:: STATED PROBLEM ::
Each line that follows is to be retyped exactly.

#### AVAILABLE DATA

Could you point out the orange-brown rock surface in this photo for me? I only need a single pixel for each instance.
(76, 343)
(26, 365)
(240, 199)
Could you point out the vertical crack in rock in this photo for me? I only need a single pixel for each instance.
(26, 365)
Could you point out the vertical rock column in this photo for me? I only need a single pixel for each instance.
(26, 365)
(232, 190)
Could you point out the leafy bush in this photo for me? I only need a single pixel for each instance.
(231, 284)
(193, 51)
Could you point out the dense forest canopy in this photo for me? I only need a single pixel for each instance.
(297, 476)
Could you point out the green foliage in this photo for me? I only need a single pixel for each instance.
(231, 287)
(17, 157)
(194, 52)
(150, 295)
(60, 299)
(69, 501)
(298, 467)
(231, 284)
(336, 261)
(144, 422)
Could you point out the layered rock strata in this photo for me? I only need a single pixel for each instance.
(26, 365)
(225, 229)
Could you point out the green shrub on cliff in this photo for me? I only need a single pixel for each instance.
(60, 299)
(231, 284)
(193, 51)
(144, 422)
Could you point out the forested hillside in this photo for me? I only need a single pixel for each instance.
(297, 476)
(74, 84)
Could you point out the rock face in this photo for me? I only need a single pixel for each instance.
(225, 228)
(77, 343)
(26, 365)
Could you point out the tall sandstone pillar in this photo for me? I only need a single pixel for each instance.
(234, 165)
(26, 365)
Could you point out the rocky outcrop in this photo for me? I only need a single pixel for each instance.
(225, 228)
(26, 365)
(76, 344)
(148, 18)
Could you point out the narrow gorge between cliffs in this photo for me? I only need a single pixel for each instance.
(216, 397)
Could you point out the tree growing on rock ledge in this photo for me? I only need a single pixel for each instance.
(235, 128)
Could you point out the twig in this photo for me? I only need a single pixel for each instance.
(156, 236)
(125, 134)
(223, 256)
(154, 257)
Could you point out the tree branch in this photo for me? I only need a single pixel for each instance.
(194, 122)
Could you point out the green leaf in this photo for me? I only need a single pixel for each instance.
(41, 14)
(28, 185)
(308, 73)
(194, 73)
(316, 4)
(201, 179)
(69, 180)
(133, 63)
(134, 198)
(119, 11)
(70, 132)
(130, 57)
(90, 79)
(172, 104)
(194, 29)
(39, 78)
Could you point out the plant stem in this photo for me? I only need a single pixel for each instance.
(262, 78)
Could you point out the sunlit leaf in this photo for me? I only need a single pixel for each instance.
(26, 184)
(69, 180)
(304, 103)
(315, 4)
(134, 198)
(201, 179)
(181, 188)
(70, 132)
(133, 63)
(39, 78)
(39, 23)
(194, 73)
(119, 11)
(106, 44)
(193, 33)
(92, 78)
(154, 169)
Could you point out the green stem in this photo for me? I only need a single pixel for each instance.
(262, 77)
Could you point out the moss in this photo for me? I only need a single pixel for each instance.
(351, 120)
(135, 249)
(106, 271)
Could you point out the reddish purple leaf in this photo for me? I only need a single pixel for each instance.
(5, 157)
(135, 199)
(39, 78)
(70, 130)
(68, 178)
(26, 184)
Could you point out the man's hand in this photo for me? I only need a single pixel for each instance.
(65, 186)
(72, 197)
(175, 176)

########

:: EXERCISE RESULT ::
Could you point out the orange-brown rock surface in this photo for me? I only need a single pixel for each instance.
(76, 343)
(26, 365)
(240, 199)
Could you point out the vertical crack in rock in this photo for me? I only need a single pixel for each instance.
(26, 365)
Could you point out the vertical rock column in this photo for me? I only need a single pixel for each instance.
(26, 365)
(232, 190)
Could you point out the leafy bush in this photo for me? I only need a single pixel for each instance.
(231, 284)
(193, 51)
Could you point out the dense forest canopy in this photo for me? I only need a single pixel for each instance.
(297, 476)
Could you point out the green foliage in this photo for me? I only need a single pixel for each instance.
(231, 287)
(17, 157)
(194, 52)
(150, 295)
(60, 299)
(69, 501)
(298, 467)
(231, 284)
(336, 261)
(144, 422)
Could you point out the layered rock strata in this photo for me? I only need a single pixel for each instance.
(26, 365)
(225, 229)
Could you point out the green shrub on cliff in this photo for me? I only need a single pixel for each instance.
(60, 299)
(231, 284)
(193, 51)
(144, 422)
Could you point out the forested hillside in this photo for me? I only need a single pixel for each instance.
(297, 476)
(74, 84)
Could you point out the rock face in this photo for me? I only need a single pixel for each instance.
(225, 228)
(77, 343)
(26, 365)
Could you point out the tall sandstone pillar in this photo for me? I only need a single pixel for each instance.
(234, 165)
(26, 365)
Could you point out the rocky outcrop in this photo for me? I only need a single pixel for each instance.
(225, 228)
(26, 365)
(76, 344)
(148, 18)
Could you point out the narrow gorge between cliffs in this photo for me? I only need a single pixel for each instance.
(216, 397)
Could you point out the tree growing on rock ledge in this photo for me? I only need a single pixel for each instance.
(235, 128)
Could you point out the twig in this photo for me? I only need a single pixel for each instance.
(156, 236)
(125, 134)
(223, 256)
(154, 257)
Could you point out the tree branch in this photo for me? I only need a single pixel for each instance.
(194, 122)
Could you point out the green leaf in this photo for me? I only need a single pixel for each instance.
(41, 14)
(28, 185)
(308, 73)
(194, 73)
(316, 4)
(201, 179)
(69, 180)
(133, 63)
(134, 198)
(119, 11)
(70, 132)
(130, 57)
(90, 79)
(172, 104)
(194, 29)
(39, 78)
Could you point out the plant stem in this photo for me? I only need a single pixel for each instance.
(262, 78)
Could you point out the sunlit leaf in this photo for me? I only need a single pixel for each instance.
(26, 184)
(69, 180)
(304, 103)
(315, 4)
(134, 198)
(201, 179)
(181, 188)
(70, 132)
(133, 63)
(39, 78)
(39, 23)
(194, 73)
(119, 11)
(106, 44)
(193, 33)
(92, 78)
(154, 169)
Could you point out the green stem in this photo for me? I only need a single pixel for each instance.
(262, 77)
Could you point out the moss in this photo for me? I only need a single pixel for each instance.
(351, 120)
(135, 249)
(106, 271)
Could you point out the reddish purple leaf in this photo for me? I only need a single pixel for each instance.
(5, 157)
(135, 199)
(39, 78)
(70, 130)
(68, 178)
(26, 184)
Could you point out the man's hand in this photo for me? I only need a single pixel for each instance.
(65, 186)
(72, 197)
(175, 176)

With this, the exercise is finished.